* Begin PROVIDED MATERIAL *

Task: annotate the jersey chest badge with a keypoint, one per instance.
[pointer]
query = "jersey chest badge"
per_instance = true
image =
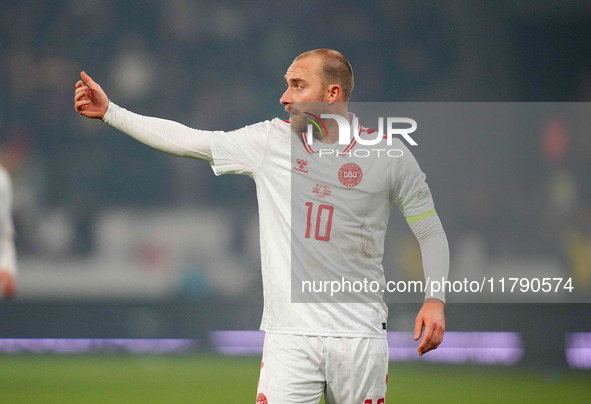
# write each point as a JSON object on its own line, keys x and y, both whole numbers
{"x": 350, "y": 175}
{"x": 301, "y": 165}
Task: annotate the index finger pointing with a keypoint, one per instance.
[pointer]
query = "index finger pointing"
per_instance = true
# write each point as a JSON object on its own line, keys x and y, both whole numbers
{"x": 86, "y": 78}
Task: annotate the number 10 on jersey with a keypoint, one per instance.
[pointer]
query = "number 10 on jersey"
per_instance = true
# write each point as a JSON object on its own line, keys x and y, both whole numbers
{"x": 323, "y": 219}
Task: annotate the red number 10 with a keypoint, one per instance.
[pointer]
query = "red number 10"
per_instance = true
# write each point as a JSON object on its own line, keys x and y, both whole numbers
{"x": 327, "y": 221}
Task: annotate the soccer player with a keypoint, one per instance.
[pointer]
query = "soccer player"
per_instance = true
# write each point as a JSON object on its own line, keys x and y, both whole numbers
{"x": 7, "y": 250}
{"x": 339, "y": 349}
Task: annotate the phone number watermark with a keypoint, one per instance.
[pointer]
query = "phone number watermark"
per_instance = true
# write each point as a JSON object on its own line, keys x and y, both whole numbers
{"x": 500, "y": 285}
{"x": 433, "y": 287}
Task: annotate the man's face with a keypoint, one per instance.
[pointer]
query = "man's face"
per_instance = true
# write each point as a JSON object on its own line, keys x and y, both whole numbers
{"x": 304, "y": 84}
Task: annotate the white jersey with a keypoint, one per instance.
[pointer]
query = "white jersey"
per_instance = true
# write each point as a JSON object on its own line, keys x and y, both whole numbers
{"x": 321, "y": 214}
{"x": 7, "y": 254}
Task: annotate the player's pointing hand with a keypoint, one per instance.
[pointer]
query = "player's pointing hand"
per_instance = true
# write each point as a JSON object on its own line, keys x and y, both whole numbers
{"x": 89, "y": 99}
{"x": 432, "y": 318}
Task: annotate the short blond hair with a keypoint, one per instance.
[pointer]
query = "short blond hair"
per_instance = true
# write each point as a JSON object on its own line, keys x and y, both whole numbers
{"x": 336, "y": 69}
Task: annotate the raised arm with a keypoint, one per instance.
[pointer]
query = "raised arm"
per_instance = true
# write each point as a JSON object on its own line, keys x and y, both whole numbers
{"x": 171, "y": 137}
{"x": 7, "y": 250}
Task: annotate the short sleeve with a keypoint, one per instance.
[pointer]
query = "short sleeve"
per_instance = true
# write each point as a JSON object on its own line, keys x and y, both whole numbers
{"x": 239, "y": 151}
{"x": 410, "y": 191}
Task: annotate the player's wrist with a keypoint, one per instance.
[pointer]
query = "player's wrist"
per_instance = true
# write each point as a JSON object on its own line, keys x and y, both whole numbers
{"x": 434, "y": 300}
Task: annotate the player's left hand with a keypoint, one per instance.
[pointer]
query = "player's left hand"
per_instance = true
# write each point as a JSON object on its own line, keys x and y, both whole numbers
{"x": 8, "y": 284}
{"x": 432, "y": 318}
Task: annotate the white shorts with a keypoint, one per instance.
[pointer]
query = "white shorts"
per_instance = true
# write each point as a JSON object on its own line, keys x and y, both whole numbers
{"x": 299, "y": 368}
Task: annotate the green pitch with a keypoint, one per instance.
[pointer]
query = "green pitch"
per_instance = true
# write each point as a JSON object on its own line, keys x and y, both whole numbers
{"x": 127, "y": 379}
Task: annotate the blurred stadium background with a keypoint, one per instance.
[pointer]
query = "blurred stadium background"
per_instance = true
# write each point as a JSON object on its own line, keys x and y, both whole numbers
{"x": 144, "y": 269}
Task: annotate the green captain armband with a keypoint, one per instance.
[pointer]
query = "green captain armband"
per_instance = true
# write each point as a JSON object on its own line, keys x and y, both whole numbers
{"x": 413, "y": 219}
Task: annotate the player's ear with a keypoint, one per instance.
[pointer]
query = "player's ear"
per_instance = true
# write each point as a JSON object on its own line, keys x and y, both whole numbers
{"x": 334, "y": 93}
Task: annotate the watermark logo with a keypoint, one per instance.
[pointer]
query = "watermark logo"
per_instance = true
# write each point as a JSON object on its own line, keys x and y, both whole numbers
{"x": 344, "y": 126}
{"x": 350, "y": 175}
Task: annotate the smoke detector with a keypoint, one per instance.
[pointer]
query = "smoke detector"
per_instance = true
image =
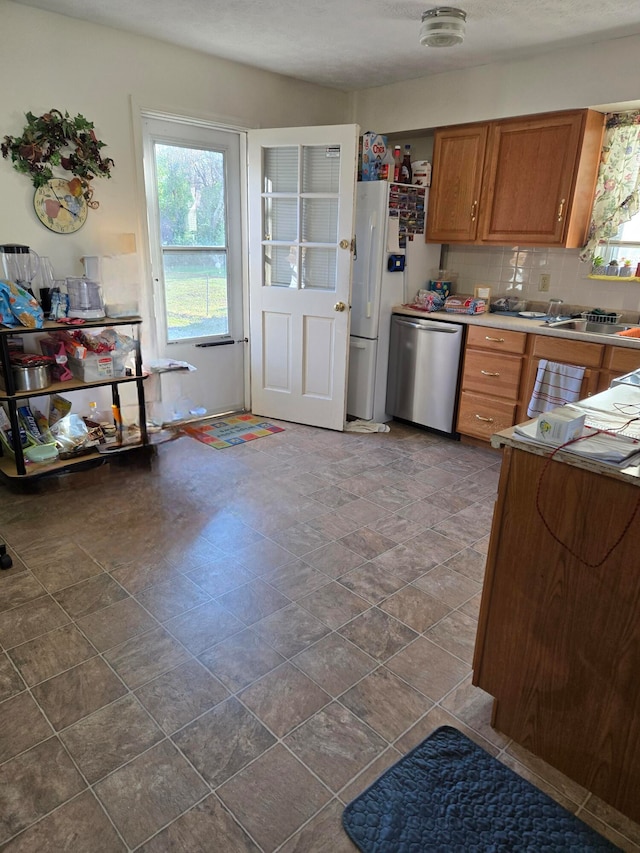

* End PROVIDED MATERIAL *

BRIEF: Please pick out every line in the records above that contains the word "pitch", and copy each one.

WRITTEN SOLUTION:
Task: annotate the green pitch with a keypoint, one per instance.
query = "green pitch"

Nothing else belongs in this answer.